───── Given information

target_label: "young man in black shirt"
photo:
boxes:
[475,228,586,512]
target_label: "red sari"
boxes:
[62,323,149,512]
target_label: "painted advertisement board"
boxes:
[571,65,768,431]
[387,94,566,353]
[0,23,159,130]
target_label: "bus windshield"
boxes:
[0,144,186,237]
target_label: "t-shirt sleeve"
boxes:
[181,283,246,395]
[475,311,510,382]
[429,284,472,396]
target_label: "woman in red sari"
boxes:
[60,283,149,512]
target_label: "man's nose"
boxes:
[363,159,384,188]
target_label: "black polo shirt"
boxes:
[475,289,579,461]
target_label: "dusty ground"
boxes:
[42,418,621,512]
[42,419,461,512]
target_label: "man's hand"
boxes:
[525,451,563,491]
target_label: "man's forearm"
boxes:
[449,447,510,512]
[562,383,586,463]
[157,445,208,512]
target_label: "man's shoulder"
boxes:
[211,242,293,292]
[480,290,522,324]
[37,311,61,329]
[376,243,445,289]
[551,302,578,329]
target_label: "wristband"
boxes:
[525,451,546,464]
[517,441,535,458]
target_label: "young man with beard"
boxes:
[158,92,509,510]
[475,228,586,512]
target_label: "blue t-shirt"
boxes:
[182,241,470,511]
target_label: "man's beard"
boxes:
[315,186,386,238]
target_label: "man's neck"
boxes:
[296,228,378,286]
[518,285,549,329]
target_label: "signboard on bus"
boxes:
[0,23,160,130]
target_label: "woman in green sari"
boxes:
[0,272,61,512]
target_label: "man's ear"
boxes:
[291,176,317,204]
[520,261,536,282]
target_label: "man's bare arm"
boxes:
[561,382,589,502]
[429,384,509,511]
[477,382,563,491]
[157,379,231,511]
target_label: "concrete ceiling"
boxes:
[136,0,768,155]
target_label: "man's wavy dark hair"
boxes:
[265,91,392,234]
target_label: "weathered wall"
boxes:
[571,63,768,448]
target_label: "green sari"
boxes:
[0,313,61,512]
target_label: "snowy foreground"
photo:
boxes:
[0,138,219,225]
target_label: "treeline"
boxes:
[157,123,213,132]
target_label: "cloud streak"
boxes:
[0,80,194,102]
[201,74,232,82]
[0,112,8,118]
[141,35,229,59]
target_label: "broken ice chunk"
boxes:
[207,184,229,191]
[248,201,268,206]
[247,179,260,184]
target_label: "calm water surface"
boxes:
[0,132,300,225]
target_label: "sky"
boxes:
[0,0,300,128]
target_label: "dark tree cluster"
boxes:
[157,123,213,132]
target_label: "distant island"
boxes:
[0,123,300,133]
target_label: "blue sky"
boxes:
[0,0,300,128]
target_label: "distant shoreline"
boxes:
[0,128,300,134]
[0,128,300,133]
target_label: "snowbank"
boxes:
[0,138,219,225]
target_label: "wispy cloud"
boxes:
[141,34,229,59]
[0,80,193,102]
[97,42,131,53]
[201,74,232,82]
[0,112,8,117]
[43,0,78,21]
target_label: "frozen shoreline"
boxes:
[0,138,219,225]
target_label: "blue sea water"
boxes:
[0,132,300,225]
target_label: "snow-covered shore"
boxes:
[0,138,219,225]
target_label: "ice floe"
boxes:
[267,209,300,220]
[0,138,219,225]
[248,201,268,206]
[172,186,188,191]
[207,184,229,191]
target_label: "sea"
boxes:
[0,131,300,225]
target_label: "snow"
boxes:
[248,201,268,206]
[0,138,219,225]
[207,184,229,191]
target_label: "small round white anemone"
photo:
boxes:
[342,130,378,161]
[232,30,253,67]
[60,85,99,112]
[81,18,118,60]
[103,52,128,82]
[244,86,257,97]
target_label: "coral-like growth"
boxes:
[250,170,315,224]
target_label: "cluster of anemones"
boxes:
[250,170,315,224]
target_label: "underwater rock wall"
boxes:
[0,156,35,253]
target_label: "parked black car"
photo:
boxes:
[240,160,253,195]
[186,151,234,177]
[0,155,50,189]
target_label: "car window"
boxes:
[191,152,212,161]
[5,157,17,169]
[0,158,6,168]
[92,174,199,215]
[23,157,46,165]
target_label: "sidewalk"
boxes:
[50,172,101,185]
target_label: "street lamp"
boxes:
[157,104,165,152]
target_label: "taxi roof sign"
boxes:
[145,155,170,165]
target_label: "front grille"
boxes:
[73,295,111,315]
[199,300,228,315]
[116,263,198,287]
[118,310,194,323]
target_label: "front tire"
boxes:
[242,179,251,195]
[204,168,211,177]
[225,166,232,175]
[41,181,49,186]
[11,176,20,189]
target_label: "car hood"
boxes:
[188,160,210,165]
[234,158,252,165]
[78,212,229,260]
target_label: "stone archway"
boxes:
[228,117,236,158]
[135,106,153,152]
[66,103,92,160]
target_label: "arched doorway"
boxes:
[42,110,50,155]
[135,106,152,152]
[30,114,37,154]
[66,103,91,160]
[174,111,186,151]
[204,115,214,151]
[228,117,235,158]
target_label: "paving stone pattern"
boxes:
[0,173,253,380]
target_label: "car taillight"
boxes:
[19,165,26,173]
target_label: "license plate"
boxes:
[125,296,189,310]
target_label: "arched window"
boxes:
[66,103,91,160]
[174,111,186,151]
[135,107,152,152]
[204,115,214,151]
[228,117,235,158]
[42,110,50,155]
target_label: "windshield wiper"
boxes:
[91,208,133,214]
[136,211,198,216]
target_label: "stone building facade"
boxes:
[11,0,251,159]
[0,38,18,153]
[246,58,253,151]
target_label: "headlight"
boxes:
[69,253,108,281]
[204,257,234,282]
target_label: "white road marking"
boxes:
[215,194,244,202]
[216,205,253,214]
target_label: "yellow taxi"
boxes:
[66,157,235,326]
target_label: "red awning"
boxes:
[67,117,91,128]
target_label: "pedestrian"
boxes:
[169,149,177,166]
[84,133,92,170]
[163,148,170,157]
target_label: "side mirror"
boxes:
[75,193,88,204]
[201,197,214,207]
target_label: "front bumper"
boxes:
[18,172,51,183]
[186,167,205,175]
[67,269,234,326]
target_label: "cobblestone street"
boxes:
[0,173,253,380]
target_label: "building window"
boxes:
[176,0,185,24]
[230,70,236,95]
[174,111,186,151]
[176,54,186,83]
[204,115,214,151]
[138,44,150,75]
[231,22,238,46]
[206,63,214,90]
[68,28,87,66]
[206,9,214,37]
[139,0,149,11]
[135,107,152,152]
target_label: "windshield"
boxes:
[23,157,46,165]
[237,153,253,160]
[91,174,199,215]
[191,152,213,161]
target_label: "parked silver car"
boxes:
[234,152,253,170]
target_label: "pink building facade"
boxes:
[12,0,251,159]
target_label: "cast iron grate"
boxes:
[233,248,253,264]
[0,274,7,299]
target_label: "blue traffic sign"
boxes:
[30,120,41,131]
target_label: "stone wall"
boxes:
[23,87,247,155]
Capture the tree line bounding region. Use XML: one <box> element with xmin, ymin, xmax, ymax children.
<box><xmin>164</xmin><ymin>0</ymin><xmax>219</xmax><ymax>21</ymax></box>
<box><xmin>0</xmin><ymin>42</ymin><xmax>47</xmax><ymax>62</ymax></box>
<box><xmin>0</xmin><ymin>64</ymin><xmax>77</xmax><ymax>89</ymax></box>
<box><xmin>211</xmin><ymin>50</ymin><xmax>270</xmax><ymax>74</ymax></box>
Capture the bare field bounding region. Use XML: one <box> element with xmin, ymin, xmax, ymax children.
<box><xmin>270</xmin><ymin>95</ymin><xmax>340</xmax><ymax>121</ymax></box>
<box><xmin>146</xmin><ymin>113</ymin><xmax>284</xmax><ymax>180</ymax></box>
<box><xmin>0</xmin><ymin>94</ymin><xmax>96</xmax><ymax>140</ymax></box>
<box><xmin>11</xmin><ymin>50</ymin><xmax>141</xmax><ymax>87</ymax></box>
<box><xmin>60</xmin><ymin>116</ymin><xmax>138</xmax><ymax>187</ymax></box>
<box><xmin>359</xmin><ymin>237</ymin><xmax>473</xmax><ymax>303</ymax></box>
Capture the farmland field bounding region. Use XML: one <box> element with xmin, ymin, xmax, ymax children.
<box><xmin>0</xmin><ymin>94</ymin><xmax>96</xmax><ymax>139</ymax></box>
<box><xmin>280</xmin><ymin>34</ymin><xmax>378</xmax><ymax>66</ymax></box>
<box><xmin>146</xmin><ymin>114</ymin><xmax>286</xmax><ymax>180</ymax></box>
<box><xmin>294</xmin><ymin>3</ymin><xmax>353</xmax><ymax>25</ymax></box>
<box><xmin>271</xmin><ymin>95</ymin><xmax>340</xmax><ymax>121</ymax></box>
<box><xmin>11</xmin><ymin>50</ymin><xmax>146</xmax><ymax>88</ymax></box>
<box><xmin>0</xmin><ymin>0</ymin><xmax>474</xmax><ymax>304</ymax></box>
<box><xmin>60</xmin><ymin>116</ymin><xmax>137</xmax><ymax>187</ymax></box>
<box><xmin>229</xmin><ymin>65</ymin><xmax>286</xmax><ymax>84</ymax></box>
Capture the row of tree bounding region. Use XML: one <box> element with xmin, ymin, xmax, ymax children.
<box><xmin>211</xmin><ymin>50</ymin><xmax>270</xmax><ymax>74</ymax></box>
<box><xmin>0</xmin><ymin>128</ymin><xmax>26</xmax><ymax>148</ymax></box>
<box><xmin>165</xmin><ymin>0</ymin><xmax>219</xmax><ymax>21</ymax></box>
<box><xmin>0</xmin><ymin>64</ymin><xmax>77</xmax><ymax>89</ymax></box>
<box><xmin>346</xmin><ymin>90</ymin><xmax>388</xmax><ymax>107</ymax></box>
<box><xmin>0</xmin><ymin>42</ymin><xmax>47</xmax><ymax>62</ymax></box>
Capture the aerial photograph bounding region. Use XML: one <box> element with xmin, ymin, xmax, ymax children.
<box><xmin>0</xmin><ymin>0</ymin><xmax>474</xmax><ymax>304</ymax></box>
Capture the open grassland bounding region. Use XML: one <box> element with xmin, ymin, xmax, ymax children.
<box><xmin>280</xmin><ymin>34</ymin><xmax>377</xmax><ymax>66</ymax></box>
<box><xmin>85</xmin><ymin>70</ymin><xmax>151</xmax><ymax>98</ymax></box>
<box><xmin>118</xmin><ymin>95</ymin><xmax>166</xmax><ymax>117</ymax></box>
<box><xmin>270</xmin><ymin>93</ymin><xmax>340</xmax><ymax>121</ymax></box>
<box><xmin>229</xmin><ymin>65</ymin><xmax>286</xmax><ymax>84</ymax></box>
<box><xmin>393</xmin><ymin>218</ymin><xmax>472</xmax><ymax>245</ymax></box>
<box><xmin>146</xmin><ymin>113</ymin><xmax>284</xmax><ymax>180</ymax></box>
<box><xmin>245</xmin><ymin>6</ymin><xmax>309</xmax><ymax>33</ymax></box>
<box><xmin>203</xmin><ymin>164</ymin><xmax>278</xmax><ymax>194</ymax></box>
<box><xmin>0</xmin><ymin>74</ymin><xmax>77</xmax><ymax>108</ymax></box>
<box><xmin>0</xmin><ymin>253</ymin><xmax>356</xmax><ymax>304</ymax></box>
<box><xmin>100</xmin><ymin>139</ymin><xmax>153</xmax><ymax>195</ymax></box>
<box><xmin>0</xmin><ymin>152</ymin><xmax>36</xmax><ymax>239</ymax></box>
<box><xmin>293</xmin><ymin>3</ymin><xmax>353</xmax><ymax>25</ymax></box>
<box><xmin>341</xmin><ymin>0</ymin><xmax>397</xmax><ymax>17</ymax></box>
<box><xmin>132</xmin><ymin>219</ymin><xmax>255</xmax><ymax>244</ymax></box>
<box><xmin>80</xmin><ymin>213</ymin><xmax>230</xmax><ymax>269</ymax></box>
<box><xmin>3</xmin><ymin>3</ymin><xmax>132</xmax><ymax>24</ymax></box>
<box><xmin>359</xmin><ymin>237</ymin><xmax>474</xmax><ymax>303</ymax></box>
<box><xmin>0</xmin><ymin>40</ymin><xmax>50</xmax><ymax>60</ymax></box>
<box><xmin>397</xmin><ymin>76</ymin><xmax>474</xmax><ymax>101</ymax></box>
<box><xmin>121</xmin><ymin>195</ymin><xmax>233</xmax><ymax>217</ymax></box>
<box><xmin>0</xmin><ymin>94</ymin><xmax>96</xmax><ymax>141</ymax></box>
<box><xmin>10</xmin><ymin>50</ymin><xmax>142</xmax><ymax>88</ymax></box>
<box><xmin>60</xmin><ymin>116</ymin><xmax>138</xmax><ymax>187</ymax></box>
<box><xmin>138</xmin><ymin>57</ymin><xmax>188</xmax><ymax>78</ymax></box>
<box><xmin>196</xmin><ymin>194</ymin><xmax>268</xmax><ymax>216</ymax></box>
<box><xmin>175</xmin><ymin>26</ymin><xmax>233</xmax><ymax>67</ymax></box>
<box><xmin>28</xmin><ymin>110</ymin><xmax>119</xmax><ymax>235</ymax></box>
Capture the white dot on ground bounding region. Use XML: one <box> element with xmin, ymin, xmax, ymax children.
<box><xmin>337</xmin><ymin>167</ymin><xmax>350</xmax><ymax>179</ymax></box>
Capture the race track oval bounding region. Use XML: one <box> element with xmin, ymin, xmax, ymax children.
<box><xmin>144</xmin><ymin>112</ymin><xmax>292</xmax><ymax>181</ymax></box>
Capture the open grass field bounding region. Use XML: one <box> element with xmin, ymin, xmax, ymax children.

──────────

Give the part of the listing that runs from its first line through the line containing "[141,35,229,59]", both ends included, as a numbered list with blank lines left out.

The output:
1. target_label: "young man in black shirt"
2. photo:
3. boxes:
4. [475,228,586,512]
5. target_label: "red sari"
6. boxes:
7. [62,323,149,512]
8. target_label: "painted advertisement board"
9. boxes:
10. [571,65,768,431]
11. [387,94,566,353]
12. [0,23,159,130]
13. target_label: "bus windshield"
14. boxes:
15. [0,144,186,237]
16. target_label: "t-shirt sleeve"
17. boxes:
18. [181,283,246,395]
19. [475,311,510,382]
20. [429,284,472,396]
21. target_label: "woman in red sari"
22. boxes:
23. [60,283,149,512]
24. target_label: "man's nose"
25. boxes:
26. [363,159,384,188]
27. target_label: "black polo shirt"
28. boxes:
29. [475,289,579,461]
30. target_label: "dusty ground"
31. boxes:
32. [42,418,621,512]
33. [42,419,461,512]
34. target_label: "man's hand"
35. boxes:
36. [525,451,563,491]
37. target_label: "man's forearm"
38. boxes:
39. [449,447,510,512]
40. [562,383,586,463]
41. [157,445,208,512]
42. target_label: "man's shoulder"
43. boxes:
44. [211,242,293,292]
45. [480,290,522,324]
46. [37,311,61,329]
47. [376,243,445,289]
48. [551,302,578,329]
49. target_label: "wristband"
50. boxes:
51. [525,451,546,464]
52. [517,441,535,458]
53. target_label: "young man with beard"
54. boxes:
55. [158,92,509,510]
56. [475,228,586,512]
57. target_label: "blue t-shirt"
58. boxes:
59. [182,241,470,511]
60. target_label: "man's beard"
61. boxes:
62. [315,186,386,238]
63. target_label: "man's neck"
64. boxes:
65. [296,228,378,286]
66. [518,285,549,329]
67. target_label: "signboard on bus"
68. boxes:
69. [0,23,160,130]
70. target_label: "woman in green sari"
71. boxes:
72. [0,272,61,512]
73. target_label: "man's ear"
74. boxes:
75. [291,176,317,204]
76. [520,261,536,282]
77. target_label: "man's bare arm"
78. boxes:
79. [561,382,589,502]
80. [429,384,509,511]
81. [477,382,563,491]
82. [157,379,231,511]
83. target_label: "concrete ceiling"
84. boxes:
85. [136,0,768,155]
86. target_label: "man's wavy dark hair"
87. boxes:
88. [265,91,392,234]
89. target_label: "weathered wall"
90. boxes:
91. [571,63,768,448]
92. target_label: "green sari"
93. boxes:
94. [0,313,61,512]
95. target_label: "snowy foreground"
96. photo:
97. boxes:
98. [0,138,219,225]
99. target_label: "treeline"
100. boxes:
101. [157,123,213,132]
102. target_label: "cloud streak"
103. boxes:
104. [0,80,194,102]
105. [201,74,232,82]
106. [0,112,8,118]
107. [141,35,229,59]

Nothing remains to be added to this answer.